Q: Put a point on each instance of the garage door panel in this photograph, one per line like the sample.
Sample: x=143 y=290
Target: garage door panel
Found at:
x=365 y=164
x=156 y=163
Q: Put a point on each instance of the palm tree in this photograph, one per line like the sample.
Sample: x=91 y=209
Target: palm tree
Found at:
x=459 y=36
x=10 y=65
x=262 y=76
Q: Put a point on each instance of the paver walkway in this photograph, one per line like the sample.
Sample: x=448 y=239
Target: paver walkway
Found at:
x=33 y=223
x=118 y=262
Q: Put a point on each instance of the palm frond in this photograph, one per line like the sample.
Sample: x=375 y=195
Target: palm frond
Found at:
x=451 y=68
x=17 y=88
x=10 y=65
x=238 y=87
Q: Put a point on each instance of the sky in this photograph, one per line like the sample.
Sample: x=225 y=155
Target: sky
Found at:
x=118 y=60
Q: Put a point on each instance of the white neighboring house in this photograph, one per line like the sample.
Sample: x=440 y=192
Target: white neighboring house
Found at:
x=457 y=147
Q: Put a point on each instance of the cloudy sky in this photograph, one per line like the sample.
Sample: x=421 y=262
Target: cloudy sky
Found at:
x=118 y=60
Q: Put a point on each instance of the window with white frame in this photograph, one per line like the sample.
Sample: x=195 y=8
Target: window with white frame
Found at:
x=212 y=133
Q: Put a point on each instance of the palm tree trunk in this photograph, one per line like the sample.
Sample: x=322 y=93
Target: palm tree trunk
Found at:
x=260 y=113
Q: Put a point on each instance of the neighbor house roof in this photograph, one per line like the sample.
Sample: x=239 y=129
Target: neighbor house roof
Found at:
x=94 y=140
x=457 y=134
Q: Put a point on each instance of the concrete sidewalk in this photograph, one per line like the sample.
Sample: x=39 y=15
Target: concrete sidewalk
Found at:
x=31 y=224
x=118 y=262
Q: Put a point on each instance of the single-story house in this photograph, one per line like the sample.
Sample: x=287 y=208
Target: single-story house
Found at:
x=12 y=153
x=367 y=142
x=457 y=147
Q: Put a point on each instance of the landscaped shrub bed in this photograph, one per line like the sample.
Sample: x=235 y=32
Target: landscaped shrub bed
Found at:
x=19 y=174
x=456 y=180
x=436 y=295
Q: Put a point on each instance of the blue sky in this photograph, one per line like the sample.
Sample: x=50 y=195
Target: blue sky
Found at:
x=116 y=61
···
> [Work task]: For each line of the listing that holds the word "sidewalk", show that line.

> [Exercise response]:
Q: Put a point on each instance of the concrete sidewalk in this photograph, one per line like the sample.
Target: concrete sidewalk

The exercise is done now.